Please copy out the entries below, from the line with "query | green foliage" through the line with "[(192, 112)]", both included, with the other lines unchanged. Multiply each point coordinate in the answers by 2.6 and round it to a whole number, rounding halves up.
○ ○ ○
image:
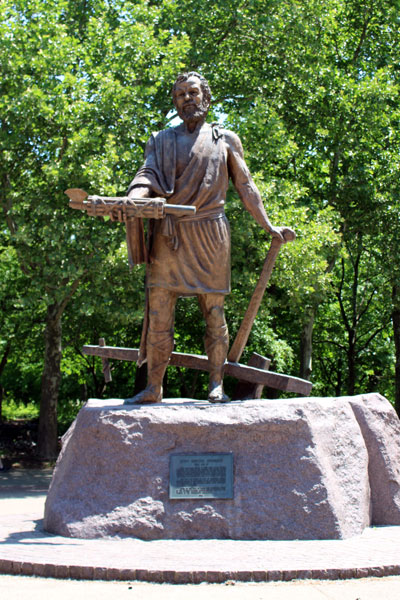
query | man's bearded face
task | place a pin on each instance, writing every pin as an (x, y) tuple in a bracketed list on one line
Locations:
[(189, 100)]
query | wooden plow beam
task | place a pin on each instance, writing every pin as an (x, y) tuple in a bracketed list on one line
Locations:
[(285, 383)]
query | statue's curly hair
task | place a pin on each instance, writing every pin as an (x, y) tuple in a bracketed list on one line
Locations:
[(205, 88)]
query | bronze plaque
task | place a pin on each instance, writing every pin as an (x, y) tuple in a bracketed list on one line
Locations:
[(201, 476)]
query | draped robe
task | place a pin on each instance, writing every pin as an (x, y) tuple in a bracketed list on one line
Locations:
[(189, 255)]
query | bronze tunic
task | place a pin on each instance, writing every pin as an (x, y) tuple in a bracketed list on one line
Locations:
[(189, 255)]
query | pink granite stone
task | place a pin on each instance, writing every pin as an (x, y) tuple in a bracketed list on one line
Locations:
[(380, 427), (300, 470)]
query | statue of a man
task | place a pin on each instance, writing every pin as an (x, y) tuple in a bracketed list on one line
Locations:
[(190, 256)]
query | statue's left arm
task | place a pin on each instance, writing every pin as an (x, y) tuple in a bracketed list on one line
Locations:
[(245, 185)]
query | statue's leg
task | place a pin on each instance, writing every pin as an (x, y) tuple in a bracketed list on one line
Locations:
[(216, 341), (160, 343)]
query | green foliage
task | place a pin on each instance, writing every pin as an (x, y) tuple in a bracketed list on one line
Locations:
[(12, 410)]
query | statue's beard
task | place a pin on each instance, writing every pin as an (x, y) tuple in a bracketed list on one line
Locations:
[(192, 112)]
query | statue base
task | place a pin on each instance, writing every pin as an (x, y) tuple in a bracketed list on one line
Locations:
[(315, 468)]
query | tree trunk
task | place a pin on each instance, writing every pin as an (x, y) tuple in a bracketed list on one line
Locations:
[(351, 363), (3, 363), (396, 332), (47, 434), (306, 346)]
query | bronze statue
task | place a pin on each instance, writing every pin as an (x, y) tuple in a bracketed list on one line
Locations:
[(189, 255)]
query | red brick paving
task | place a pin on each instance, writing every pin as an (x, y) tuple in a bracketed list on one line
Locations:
[(26, 549)]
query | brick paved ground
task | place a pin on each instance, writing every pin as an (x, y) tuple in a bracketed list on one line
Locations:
[(26, 549)]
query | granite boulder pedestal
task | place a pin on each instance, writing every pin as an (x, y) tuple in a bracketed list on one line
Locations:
[(308, 468)]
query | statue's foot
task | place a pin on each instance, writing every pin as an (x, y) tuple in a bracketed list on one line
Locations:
[(151, 395), (217, 394)]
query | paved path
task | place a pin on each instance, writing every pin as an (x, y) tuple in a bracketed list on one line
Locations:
[(25, 549)]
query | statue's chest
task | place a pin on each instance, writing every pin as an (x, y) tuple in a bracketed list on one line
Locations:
[(188, 147)]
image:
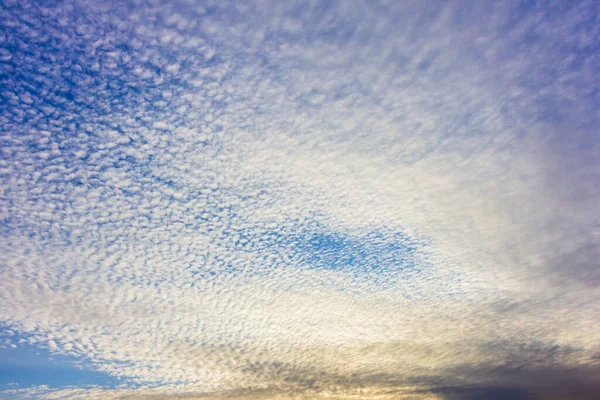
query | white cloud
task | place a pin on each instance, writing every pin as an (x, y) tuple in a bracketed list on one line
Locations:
[(162, 227)]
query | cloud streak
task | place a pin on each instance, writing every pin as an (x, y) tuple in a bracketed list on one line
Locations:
[(213, 200)]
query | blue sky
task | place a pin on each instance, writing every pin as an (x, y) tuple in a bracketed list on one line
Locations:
[(265, 200)]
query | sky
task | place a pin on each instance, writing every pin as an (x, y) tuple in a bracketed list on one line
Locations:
[(300, 199)]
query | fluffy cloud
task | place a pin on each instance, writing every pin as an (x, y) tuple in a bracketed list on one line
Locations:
[(327, 199)]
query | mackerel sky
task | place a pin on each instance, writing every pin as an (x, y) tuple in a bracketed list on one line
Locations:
[(300, 199)]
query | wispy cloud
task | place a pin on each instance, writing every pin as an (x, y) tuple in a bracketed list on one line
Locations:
[(323, 199)]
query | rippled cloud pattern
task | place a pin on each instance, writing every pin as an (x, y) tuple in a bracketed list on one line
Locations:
[(313, 199)]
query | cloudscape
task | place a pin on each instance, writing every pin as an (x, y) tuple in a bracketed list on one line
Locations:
[(300, 199)]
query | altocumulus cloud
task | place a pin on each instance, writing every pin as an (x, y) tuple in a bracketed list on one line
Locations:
[(266, 200)]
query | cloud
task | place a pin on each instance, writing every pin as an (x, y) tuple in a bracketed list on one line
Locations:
[(335, 199)]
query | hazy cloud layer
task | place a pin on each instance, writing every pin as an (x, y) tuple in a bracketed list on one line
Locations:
[(277, 199)]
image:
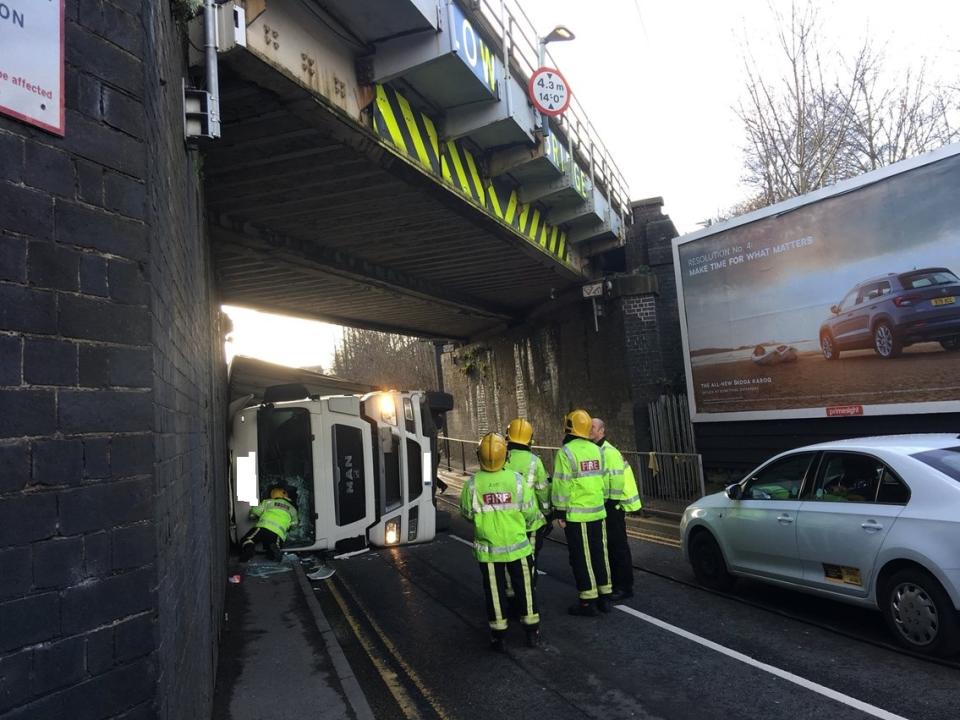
○ ○ ○
# [CORRECT RESULT]
query | green foliage
task | place a pin on each instance, writing every pin as an (x, y) tuple in a bracketed list on one line
Locations:
[(31, 1066)]
query | statue's beard
task | place a pin on each instance, writing every pin as an (x, y) tuple in a bracketed list on one line
Locations:
[(499, 291)]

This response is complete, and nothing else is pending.